Guest columnist Jonathan Kahane: Humor and sports in unprecedented times

Published: 7/2/2020 2:58:05 PM
Modified: 7/2/2020 2:57:55 PM

Warning: If you don’t think humor is appropriate at this time, please do not continue reading this piece. I understand. In my opinion, humor can not only be humorous, but enlightening and sobering as well at times. I also recognize that what one person thinks is funny is not necessarily seen in the same way as another. You have been forewarned.

It should come as no surprise to anyone that the COVID-19 pandemic is wreaking havoc with virtually every aspect of our lives. I, like many others, have found myself spending more time fixing things around the house which I have let go for way too long.

One a recent Saturday in June, while trying to fix a gutter and downspout for the third time (again unsuccessfully), I decided to take a break before I hurt myself.

I thought I would have a snack and some juice to calm down, which I hoped would provide me with a new strategy to complete the chore. I turned on the TV in order to watch some sporting events which are usually presented on Saturday afternoons.

Of course, these times have postponed or canceled the live major events that normally would take place. I was fascinated by how the producers chose to fill in the time slots. In most cases, past contests were chosen for rebroadcast which had been covered at various moments in history. I have to hand it to these networks for their ingenuity and planning with regard to the events they have thought would entertain us during these unsettled times.

How in the world they were ever able to locate the video I took back in 1997 of my son’s sixth grade Field Day is beyond me. I have been looking for that video for ages. The egg and spoon race provided several thrilling moments, which I’m sure the viewers appreciated. The always dangerous three-legged race led to some unfortunate mishaps, but luckily the school nurse was on hand and all contestants survived with some scraped knees and bruised egos.

I couldn’t handle all the excitement, so I switched channels and was treated to a rebroadcast — in black and white — of the controversial Roman chariot race held in 753 BC during the Festival of Consuelia. The Circus Maximus was packed. You might recall that Romulus Smith was the winner, though he was accused of drugging his steeds. He is still being investigated.

I tried one more channel where the 1952 World Horseshoe Championships were being televised from somewhere in Texas. I lost interest when the officials were taking too much time resolving a measurement controversy.

My last attempt led me to watch the 2015 Preakness Stakes. This time I felt sure that Tale of Verve would come from behind to win so I called in a bet. American Pharoah (yes, that’s how they spell his name) won again. Well, that’s what makes horse racing.

The announcers told me to stay tuned for the 1953 marble championships — 10 year old division — but by that time I was highly motivated to get back to the leaky gutter. I’ll watch the rerun.

I can’t wait to see what’s on next weekend.

Jonathan Kahane lives in Westhampton.

* [Extracted material]
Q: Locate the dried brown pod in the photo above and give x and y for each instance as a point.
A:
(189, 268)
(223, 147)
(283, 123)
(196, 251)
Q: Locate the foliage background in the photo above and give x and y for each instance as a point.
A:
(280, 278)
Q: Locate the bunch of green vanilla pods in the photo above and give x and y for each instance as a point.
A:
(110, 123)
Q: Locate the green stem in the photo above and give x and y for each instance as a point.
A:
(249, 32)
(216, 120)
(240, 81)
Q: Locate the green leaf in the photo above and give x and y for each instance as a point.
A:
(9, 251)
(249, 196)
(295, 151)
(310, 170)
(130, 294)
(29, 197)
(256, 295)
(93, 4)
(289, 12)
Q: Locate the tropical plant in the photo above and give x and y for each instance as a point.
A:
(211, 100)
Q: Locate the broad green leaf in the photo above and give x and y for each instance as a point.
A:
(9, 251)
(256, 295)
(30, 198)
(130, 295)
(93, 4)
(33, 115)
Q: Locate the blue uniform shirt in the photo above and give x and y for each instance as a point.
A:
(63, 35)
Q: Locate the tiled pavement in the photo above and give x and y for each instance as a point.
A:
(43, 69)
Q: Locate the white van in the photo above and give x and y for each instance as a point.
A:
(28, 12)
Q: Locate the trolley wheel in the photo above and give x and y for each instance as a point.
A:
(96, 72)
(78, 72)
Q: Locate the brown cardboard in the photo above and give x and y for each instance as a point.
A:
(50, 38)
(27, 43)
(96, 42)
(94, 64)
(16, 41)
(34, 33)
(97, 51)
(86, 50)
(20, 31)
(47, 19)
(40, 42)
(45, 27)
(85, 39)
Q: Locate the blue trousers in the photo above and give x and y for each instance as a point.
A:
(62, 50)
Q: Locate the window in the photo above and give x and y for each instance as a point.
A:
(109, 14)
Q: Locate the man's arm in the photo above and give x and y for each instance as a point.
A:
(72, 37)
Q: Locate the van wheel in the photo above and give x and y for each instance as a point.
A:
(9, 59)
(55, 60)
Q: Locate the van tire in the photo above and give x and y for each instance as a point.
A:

* [Exercise directions] Reproduce the passage of the humor and sports column from "I thought I" to "these unsettled times." word for word.

* [Answer for this exercise]
I thought I would have a snack and some juice to calm down, which I hoped would provide me with a new strategy to complete the chore. I turned on the TV in order to watch some sporting events which are usually presented on Saturday afternoons.

Of course, these times have postponed or canceled the live major events that normally would take place. I was fascinated by how the producers chose to fill in the time slots. In most cases, past contests were chosen for rebroadcast which had been covered at various moments in history. I have to hand it to these networks for their ingenuity and planning with regard to the events they have thought would entertain us during these unsettled times.